_TASK TO COMPLETE_. Gather every line below that contains the word "bicycle", and copy each one in full.

_PROVIDED DATA_.
_ _ _ _ _ _ _
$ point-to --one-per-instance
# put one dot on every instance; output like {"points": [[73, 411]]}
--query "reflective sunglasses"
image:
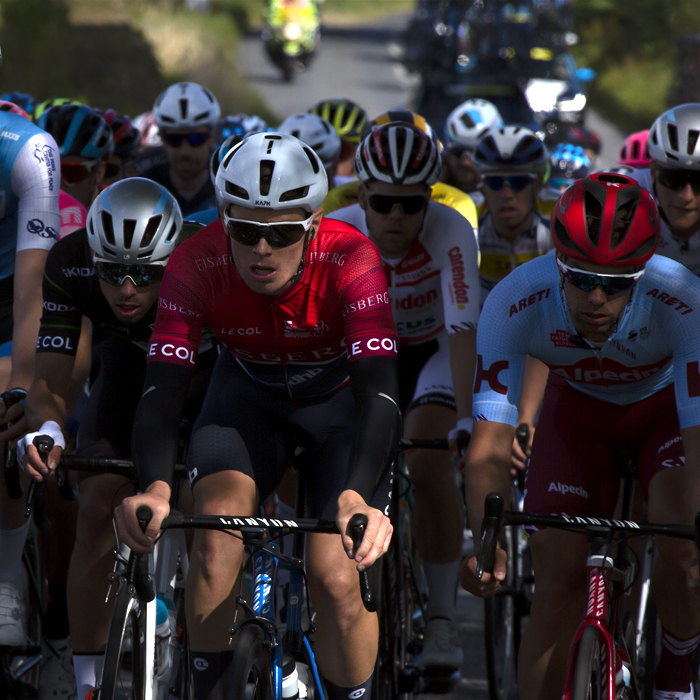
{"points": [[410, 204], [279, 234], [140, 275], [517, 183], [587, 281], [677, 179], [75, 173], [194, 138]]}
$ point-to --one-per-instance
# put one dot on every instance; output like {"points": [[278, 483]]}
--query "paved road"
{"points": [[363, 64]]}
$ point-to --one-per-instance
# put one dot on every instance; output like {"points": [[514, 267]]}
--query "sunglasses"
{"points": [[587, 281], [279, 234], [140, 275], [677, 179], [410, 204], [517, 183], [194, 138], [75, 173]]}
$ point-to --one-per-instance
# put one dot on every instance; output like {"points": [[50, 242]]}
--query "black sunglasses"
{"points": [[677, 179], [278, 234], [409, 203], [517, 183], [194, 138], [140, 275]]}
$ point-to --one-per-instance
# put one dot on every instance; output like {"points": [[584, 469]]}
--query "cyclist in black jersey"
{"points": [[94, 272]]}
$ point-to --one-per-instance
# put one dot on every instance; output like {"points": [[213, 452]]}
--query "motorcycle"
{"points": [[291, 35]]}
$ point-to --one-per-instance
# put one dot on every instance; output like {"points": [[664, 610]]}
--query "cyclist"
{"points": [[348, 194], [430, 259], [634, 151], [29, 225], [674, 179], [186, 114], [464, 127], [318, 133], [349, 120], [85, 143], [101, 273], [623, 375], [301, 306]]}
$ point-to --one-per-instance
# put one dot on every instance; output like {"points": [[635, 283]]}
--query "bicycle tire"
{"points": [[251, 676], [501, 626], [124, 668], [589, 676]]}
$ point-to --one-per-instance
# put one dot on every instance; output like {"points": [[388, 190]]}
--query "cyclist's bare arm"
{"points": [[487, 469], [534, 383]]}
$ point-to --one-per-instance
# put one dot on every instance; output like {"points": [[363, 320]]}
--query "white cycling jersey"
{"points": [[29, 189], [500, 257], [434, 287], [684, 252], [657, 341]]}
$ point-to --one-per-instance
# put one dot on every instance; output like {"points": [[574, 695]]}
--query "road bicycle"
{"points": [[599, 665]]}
_ _ _ _ _ _ _
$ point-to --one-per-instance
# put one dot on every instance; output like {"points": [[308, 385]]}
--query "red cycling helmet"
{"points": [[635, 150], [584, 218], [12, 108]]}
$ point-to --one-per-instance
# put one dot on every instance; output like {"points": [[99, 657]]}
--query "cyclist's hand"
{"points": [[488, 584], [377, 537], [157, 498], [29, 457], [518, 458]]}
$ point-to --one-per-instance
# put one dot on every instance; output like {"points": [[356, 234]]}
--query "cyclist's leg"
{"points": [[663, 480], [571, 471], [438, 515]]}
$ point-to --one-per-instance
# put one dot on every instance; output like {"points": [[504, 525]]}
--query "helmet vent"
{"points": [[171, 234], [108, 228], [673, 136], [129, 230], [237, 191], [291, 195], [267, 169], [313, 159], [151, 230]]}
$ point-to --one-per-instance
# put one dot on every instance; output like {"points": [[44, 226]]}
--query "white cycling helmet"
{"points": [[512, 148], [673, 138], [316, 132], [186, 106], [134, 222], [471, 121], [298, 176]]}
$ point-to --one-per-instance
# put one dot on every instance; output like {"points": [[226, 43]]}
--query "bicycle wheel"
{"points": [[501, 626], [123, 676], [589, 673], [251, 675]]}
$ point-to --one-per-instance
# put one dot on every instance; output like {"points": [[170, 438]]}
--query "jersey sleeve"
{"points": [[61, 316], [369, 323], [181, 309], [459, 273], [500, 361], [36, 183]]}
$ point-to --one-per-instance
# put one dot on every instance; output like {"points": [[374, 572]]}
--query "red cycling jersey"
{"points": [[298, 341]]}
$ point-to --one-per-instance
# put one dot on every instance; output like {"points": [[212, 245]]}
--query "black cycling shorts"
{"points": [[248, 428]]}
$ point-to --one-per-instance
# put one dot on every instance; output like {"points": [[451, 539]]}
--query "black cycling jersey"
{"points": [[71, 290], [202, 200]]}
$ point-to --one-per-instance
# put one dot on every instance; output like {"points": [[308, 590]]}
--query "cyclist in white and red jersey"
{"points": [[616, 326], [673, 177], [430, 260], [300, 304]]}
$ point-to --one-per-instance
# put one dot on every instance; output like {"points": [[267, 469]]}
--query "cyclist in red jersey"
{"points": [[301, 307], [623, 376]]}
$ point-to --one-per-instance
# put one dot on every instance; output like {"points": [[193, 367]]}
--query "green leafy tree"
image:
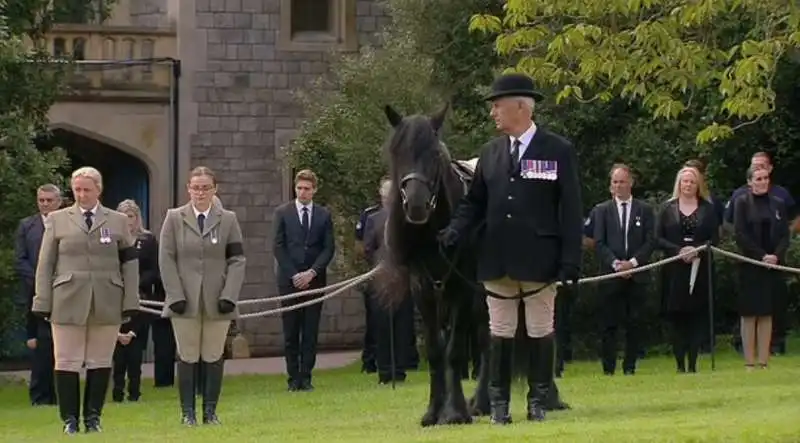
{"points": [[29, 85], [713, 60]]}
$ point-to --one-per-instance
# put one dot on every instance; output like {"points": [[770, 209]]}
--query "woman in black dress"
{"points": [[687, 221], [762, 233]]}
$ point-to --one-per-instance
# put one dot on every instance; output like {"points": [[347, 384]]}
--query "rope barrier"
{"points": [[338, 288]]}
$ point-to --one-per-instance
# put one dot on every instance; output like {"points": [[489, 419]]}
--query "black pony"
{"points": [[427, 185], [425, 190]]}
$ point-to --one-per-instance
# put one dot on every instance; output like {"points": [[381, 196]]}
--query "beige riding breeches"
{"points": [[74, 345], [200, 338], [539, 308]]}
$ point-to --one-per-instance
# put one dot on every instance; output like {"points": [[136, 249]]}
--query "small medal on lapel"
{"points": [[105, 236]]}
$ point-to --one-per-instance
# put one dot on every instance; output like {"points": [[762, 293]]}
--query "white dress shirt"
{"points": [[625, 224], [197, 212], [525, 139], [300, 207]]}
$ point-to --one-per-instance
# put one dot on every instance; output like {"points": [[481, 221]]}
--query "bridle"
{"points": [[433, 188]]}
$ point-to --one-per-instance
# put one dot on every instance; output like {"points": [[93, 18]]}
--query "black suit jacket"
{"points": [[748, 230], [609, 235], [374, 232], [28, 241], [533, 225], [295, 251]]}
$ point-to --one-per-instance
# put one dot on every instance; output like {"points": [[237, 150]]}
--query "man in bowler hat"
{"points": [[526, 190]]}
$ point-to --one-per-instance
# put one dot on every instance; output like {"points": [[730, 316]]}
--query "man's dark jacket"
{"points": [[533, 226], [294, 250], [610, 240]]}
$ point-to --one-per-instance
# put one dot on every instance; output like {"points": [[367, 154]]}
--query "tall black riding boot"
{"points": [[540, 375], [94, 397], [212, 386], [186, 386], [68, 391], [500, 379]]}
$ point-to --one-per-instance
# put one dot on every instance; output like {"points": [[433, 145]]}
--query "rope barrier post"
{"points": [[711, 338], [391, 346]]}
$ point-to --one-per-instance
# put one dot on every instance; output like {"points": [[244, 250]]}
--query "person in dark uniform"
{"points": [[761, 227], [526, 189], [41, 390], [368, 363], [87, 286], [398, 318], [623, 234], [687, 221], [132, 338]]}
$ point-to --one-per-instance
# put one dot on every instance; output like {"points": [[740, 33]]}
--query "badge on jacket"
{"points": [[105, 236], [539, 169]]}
_ _ _ _ _ _ _
_RESULT OF THIS EXERCISE_.
--query "bicycle tire"
--query "road bicycle"
--query "bicycle wheel"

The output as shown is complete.